On appeal, a three-judge panel affirmed in part, reversed in part, vacated in part, and remanded, with one judge dissenting. Sarei, 487 F.3d at 1223-24. The majority held that the district court had subject matter jurisdiction under the ATS because plaintiffs alleged nonfrivolous jus cogens violations for racial discrimination, war crimes, and crimes against humanity, including any claims that rested on vicarious liability. Id. at 1202. The panel concluded .that the district court erred when it dismissed plaintiffs’ claims as political questions. Id. at 1208. The panel further held that the district court erred by dismissing the racial discrimination claim under the act of state doctrine, and that the district court should reconsider its dismissal of the UNCLOS claim on this ground. Id. at 1209-10. The panel remanded so the district court could also reconsider its dismissal of the racial discrimination and UNCLOS claims under the doctrine of international comity. Id. at 1213.

Finally, as to the issue that is the sole focus of this en banc opinion, the panel majority held that the ATS does not require exhaustion of local remedies. Id. at 1223. The court reasoned that (1) the language of the statute does not require exhaustion; (2) the legislative history contains no reference to exhaustion or even to the ATS itself; (3) Congress’s inclusion of an explicit exhaustion requirement in the Torture Victims Protection Act of 1991 suggests that Congress did not intend to require exhaustion of ATS claims; and (4) policy concerns did not justify creating an exhaustion requirement as a matter of judicial discretion. Id. at 1215, 1218, 1223.

In dissent, Judge Bybee addressed only the exhaustion issue. He concluded that international law requires exhaustion of local remedies and that in the exercise of judicial discretion, our federal courts should require exhaustion. Id. at 1237 (Bybee, J., dissenting).

Because this case presents a number of issues of exceptional importance, we ordered that it be heard en banc pursuant to Circuit Rule 35-3. Sarei v. Rio Tinto, PLC, 499 F.3d 923 (9th Cir.2007).

What this exercise asks:
(a) Rewrite the court opinion excerpt from "Because this case" up to and including "923 (9th Cir.2007).", putting "great significance" in place of "exceptional importance".
(b) Please extend the court opinion excerpt on the exhaustion of local remedies, picking up right after its final sentence.
The data that follows has no role here.

Shape boundary entries
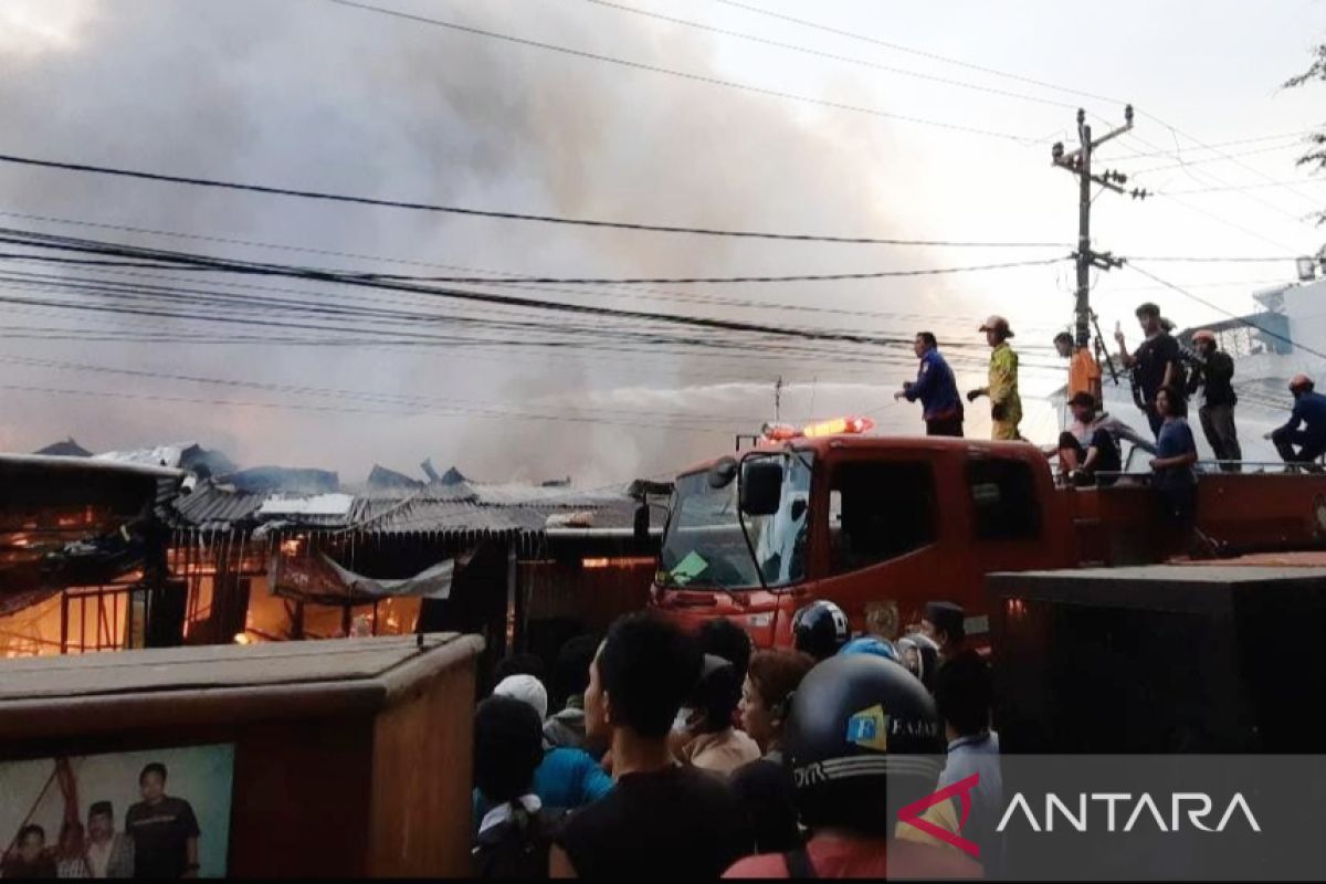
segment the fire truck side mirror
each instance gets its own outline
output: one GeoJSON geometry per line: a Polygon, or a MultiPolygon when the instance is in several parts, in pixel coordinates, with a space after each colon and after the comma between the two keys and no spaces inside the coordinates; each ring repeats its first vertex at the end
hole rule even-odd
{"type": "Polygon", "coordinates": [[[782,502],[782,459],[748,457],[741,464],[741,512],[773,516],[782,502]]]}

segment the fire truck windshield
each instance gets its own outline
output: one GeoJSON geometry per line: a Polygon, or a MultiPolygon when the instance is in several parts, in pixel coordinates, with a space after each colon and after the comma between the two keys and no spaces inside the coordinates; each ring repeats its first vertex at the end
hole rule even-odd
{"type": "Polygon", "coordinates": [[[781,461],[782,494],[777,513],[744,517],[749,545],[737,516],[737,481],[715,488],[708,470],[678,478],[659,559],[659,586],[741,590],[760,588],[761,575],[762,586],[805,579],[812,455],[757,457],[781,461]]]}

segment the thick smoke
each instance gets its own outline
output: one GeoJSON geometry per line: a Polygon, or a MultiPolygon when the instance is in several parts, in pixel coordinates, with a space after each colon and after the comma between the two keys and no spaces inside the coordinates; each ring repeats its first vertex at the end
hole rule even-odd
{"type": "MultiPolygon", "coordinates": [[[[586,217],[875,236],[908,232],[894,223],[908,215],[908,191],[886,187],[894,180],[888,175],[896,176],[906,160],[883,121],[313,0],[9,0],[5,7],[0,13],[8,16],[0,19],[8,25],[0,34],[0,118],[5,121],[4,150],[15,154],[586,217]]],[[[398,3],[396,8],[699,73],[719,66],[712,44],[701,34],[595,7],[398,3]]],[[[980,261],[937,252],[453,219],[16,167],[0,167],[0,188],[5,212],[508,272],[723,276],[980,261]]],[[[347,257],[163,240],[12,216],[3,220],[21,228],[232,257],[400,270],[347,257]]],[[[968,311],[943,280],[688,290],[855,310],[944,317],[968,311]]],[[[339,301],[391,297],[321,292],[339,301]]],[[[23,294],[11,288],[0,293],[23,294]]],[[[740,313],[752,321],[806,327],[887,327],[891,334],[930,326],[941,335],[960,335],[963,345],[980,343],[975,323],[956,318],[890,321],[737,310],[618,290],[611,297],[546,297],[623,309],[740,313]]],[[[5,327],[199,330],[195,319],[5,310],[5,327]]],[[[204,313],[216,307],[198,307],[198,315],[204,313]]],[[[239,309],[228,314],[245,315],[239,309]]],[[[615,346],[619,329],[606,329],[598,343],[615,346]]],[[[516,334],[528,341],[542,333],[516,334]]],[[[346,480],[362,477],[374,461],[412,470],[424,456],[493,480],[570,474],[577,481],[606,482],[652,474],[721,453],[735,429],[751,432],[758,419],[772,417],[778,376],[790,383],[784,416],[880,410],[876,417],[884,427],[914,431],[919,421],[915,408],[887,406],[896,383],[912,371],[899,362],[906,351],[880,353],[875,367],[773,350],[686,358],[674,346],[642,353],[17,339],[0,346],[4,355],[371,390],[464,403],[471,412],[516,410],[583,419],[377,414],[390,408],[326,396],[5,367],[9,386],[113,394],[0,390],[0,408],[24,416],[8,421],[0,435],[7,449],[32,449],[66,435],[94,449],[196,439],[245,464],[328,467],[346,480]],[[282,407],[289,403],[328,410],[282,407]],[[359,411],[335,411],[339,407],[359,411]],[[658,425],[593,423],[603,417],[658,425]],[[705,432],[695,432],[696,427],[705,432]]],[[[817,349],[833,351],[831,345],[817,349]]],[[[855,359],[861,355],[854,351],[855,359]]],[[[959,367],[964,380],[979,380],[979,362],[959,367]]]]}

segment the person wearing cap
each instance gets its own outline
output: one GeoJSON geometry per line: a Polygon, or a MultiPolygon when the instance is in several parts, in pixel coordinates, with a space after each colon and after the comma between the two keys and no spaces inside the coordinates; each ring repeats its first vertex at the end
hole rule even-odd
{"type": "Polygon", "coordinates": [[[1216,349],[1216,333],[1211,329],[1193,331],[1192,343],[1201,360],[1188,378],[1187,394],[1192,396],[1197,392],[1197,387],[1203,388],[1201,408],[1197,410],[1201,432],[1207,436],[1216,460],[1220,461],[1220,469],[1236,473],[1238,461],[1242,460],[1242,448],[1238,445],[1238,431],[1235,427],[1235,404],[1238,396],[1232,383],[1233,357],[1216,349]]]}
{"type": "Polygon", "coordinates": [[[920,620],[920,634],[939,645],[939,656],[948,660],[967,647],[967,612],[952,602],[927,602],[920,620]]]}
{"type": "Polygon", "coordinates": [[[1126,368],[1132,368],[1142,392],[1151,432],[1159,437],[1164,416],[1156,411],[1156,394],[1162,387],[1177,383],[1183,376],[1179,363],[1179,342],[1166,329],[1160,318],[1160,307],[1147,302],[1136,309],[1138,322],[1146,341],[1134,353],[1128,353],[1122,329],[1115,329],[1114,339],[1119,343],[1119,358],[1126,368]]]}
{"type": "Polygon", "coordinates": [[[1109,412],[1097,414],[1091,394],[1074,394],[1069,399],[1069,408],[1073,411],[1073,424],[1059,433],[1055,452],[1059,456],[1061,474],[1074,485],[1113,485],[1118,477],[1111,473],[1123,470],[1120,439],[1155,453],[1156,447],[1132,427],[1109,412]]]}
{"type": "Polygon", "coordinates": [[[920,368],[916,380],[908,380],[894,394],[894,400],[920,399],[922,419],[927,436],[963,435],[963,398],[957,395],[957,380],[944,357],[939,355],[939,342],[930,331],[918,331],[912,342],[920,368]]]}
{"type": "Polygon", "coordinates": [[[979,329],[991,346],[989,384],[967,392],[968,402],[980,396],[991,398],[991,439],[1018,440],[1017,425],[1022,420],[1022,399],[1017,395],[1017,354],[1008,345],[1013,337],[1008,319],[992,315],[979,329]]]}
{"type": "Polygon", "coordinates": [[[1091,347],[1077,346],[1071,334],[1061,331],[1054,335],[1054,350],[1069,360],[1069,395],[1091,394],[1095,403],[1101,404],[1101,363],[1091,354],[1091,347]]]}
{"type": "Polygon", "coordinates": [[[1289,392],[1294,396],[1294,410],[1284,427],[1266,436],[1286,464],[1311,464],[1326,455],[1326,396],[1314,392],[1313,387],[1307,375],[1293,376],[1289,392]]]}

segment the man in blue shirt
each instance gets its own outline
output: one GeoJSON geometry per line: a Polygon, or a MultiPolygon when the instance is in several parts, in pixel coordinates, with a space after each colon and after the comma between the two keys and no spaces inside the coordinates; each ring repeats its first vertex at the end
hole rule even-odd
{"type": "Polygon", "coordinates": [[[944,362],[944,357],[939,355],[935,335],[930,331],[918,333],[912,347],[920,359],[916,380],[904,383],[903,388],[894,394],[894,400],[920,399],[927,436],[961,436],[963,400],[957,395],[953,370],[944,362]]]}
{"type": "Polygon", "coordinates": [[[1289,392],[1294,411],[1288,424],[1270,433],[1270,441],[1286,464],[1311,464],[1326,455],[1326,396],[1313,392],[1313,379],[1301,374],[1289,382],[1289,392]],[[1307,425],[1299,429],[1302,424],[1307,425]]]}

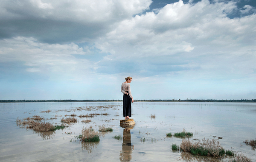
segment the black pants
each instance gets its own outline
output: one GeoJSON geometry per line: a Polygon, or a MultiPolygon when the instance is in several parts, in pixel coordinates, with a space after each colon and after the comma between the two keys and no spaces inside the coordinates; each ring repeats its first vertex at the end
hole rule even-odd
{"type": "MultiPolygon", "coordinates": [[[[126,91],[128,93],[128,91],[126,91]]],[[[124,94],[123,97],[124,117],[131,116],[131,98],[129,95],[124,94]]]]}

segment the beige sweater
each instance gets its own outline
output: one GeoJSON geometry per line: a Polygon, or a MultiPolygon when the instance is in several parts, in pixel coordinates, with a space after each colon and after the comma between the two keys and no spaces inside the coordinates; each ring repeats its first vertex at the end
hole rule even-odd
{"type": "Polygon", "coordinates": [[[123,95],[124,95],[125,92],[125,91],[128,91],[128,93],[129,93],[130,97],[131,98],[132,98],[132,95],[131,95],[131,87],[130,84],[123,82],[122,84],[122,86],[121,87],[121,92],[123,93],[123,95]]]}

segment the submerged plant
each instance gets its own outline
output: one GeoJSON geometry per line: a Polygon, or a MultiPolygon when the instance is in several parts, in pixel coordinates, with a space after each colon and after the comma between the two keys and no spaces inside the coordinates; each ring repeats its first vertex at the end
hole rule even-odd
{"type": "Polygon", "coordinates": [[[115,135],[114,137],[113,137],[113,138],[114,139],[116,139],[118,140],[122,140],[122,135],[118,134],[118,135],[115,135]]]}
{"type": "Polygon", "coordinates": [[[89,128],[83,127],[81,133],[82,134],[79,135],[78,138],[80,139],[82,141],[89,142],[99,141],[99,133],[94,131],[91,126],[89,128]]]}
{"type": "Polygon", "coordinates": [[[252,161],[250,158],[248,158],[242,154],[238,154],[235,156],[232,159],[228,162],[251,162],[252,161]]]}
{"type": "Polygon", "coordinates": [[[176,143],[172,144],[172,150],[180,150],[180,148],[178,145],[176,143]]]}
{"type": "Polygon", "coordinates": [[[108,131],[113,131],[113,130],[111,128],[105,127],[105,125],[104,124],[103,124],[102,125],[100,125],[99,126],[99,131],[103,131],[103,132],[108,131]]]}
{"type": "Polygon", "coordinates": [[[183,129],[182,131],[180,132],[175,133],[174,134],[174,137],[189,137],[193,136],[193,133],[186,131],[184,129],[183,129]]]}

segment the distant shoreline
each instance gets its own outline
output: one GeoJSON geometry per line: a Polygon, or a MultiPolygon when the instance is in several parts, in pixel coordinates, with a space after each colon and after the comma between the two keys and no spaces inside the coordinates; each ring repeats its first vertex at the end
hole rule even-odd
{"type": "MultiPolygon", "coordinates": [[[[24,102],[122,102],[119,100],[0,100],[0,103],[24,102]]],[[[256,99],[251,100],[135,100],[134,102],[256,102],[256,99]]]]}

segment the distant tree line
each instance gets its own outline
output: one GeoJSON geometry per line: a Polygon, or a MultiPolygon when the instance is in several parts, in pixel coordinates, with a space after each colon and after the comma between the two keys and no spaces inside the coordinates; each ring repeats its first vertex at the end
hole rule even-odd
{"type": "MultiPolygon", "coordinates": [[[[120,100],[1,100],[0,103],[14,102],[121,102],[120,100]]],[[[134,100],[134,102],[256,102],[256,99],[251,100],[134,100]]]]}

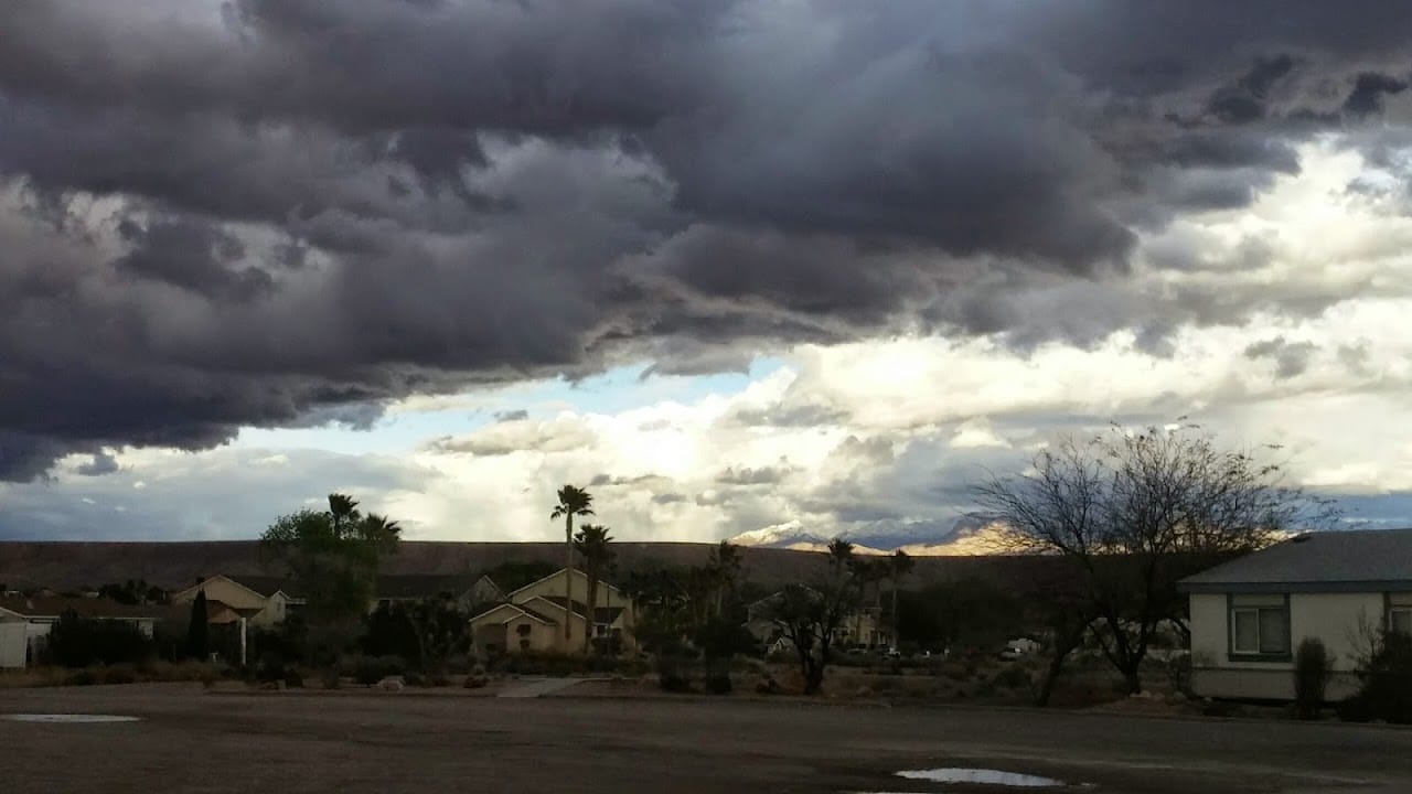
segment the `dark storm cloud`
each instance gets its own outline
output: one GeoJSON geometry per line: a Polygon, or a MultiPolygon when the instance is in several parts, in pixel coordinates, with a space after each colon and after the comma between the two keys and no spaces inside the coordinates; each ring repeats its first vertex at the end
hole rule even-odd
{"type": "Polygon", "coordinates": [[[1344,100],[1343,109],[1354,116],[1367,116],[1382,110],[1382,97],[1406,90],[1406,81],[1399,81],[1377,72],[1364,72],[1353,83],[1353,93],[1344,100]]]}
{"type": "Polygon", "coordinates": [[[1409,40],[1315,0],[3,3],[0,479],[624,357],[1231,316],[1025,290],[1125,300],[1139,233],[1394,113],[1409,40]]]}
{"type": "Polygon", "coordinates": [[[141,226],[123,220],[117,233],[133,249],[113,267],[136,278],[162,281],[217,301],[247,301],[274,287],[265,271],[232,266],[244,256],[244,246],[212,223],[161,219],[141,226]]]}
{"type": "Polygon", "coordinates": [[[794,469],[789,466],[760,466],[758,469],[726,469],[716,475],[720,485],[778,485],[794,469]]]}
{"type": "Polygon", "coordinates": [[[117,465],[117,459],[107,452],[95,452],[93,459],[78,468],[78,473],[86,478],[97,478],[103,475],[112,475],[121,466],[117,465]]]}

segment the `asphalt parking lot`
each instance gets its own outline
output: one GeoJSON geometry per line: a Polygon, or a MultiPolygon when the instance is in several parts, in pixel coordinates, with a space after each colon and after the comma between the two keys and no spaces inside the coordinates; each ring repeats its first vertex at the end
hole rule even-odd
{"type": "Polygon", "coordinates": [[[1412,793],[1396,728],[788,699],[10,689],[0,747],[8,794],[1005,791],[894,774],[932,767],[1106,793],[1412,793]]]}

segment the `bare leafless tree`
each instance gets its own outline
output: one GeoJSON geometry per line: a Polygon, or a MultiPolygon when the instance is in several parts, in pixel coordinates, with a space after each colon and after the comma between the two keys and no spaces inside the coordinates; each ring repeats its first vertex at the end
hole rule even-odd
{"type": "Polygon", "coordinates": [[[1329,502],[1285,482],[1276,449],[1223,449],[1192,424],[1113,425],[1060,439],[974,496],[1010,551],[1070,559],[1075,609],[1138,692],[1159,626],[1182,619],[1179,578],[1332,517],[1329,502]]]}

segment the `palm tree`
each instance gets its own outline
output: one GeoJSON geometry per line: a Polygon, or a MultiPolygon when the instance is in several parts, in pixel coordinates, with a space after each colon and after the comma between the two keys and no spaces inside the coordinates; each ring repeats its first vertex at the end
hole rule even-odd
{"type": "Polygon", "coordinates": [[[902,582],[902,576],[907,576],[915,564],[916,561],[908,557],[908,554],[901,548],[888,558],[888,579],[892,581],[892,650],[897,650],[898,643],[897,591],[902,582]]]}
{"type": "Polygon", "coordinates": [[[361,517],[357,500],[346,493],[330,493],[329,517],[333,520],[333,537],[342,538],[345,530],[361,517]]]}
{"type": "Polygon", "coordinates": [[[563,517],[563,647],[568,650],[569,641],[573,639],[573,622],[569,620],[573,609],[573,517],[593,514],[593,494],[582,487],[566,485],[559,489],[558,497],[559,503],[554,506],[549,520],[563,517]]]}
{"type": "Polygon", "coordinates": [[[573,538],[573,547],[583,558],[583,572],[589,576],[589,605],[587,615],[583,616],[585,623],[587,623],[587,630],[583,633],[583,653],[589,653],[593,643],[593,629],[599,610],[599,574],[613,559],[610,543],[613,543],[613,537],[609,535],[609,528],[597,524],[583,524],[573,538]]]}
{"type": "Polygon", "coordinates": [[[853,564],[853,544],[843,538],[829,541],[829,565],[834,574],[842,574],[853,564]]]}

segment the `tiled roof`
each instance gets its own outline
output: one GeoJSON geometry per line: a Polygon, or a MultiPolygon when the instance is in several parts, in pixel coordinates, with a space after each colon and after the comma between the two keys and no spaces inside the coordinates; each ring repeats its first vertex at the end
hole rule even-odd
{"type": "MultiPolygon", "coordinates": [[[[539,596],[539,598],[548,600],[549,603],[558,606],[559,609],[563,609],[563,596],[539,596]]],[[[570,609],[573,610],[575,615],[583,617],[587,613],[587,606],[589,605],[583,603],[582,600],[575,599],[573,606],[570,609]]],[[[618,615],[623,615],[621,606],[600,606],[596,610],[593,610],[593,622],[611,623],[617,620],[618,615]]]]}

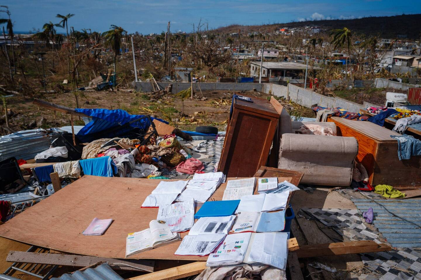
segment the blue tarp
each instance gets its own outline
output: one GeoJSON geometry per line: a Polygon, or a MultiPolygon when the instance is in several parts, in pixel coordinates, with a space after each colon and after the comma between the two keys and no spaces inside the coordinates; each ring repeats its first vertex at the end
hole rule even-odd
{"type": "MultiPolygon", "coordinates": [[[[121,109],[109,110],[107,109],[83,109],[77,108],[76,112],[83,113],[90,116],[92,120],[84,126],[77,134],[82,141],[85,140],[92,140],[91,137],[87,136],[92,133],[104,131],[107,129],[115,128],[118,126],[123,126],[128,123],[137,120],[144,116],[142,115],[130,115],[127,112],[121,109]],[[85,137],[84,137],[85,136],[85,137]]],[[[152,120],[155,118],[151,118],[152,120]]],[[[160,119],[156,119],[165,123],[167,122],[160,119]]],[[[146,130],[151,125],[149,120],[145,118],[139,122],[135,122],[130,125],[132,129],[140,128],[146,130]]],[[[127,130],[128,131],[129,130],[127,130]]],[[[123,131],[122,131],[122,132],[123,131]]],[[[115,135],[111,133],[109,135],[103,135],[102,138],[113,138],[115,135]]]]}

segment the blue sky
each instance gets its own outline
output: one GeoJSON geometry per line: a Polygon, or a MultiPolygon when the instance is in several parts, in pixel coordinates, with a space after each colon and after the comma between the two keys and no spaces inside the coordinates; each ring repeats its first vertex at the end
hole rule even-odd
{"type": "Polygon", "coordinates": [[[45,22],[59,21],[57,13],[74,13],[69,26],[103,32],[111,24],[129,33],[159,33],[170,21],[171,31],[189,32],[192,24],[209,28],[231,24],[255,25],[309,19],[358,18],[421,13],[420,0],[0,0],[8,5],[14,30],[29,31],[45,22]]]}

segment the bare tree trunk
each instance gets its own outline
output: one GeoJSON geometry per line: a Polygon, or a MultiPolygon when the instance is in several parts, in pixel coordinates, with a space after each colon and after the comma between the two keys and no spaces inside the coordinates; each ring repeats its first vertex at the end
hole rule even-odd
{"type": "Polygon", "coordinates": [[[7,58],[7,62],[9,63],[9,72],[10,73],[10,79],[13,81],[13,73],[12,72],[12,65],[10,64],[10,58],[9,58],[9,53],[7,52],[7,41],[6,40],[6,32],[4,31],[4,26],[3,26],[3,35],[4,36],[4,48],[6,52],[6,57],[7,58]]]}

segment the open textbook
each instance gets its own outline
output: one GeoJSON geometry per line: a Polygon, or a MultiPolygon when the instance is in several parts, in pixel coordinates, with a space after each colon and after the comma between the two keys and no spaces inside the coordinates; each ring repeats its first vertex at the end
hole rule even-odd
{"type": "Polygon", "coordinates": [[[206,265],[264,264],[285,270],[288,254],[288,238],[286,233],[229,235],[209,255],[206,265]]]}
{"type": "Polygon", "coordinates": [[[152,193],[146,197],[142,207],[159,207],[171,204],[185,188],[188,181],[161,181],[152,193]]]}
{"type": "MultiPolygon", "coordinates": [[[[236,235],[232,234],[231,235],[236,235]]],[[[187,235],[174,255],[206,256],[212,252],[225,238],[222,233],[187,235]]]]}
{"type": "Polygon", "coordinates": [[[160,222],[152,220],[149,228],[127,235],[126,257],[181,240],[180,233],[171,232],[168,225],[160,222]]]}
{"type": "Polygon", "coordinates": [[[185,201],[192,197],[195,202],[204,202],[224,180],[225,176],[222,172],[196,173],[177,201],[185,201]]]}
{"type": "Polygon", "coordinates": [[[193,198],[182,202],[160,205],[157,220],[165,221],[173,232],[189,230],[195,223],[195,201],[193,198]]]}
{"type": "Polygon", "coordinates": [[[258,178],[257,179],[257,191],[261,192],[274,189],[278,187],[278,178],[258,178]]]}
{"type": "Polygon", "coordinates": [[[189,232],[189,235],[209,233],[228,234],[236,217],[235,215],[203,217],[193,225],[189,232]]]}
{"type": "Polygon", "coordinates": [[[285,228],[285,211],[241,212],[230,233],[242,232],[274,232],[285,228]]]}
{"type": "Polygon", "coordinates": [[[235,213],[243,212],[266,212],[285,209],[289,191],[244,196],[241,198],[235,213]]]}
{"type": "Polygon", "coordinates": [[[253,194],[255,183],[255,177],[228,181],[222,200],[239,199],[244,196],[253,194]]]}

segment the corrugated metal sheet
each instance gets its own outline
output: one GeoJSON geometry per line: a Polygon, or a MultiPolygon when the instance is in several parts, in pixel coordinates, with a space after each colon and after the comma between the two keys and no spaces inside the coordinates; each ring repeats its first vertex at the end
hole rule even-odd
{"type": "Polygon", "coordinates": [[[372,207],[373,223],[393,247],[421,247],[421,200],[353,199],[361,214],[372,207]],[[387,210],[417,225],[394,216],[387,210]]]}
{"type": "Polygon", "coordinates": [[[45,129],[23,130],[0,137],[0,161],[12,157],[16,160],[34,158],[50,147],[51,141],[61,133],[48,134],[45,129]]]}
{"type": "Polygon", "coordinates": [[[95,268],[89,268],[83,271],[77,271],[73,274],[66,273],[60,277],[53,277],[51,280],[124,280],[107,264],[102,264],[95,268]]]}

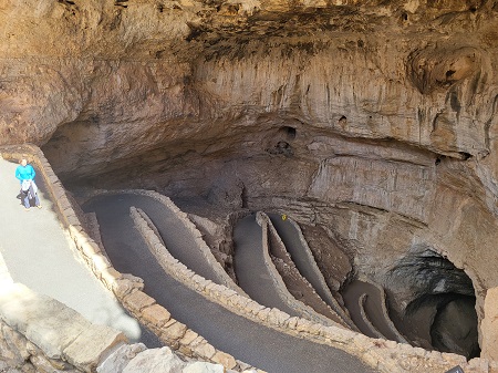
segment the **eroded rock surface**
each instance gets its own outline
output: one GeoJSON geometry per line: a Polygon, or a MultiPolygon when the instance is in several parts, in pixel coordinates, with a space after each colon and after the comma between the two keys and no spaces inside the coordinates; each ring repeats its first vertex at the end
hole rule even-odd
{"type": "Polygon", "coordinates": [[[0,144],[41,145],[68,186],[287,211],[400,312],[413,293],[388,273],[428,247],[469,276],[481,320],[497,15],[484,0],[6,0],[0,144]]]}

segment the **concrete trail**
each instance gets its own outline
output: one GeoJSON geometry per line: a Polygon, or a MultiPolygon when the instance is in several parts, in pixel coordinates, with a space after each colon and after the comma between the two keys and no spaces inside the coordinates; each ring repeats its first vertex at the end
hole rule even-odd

Responses for each task:
(a)
Because this case presents a number of issues of great significance, we ordered that it be heard en banc pursuant to Circuit Rule 35-3. Sarei v. Rio Tinto, PLC, 499 F.3d 923 (9th Cir.2007).

(b)
*827Analysis

I. Exhaustion In ATS Cases

As the Supreme Court directed in Sosa, exhaustion of local remedies should “certainly” be considered in the “appropriate case” for claims brought under the ATS. 542 U.S. at 733 n. 21, 124 S.Ct. 2739. This is an appropriate case for such consideration under both domestic prudential standards and core principles of international law.

Here, the district court declined to consider imposing exhaustion. The district court held that the ATS created a domestic cause of action — a view shared by many courts before Sosa — and that exhaustion of local remedies was not required to state a claim, because the statute itself did not explicitly incorporate exhaustion. Sarei 221 F.Supp.2d at 1138-39. The Supreme Court has since clarified that the ATS is a jurisdictional statute that does not create a cause of action and has noted the availability of exhaustion in an “appropriate case.”

The parties, the district court, and the panel majority and dissent all analyzed the exhaustion question by initially asking whether the ATS requires exhaustion. The inquiry as to whether exhaustion is required by the statute leads with the wrong foot post-Sosa.

Our starting point is the Court’s explicit reference to exhaustion in Sosa:

This requirement of clear definition is not meant to be the only principle limiting the availability of relief in the federal courts for violations of customary international law, though it disposes of this action. For example, the European Commission argues as ami-cus curiae that basic principles of international law require that before asserting the claim in a foreign forum, the claimant must have exhausted any remedies available in the domestic legal system, and perhaps in other forums such as international claims tribunals. We would certainly consider this requirement in an appropriate case.

542 U.S. at 733 n. 21, 124 S.Ct. 2739 (internal citations omitted). See also id. at 760, 124 S.Ct. 2739 (Breyer, J., concurring in part and in the judgment) (“The Court also suggests that principles of exhaustion might apply .... ” (emphasis added)). Thus, the Court appears to consider exhaustion a prudential “principle” among others that courts should consider beyond the initial task of determining whether the alleged violations of the ATS satisfy the “requirement of clear definition.” Id. at 733 n. 21, 124 S.Ct. 2739.3

Approaching exhaustion as a prudential principle renders unnecessary our wading into the debate whether the Torture Victim Protection Act (“TVPA”), 28 U.S.C. § 1350, which was adopted in 1991 and explicitly incorporates an exhaustion requirement, offers insight into Congress’s intent to impose the same requirement in the context of the ATS, which was enacted in 1789. See Sarei, 487 F.3d at 1215-19; *828id. at 1227-30 (Bybee, J., dissenting).4 Not only does this TVPA comparison not particularly forward the discussion, Sosa’s pronouncement relieves us of the need to engage in the comparison in the first place.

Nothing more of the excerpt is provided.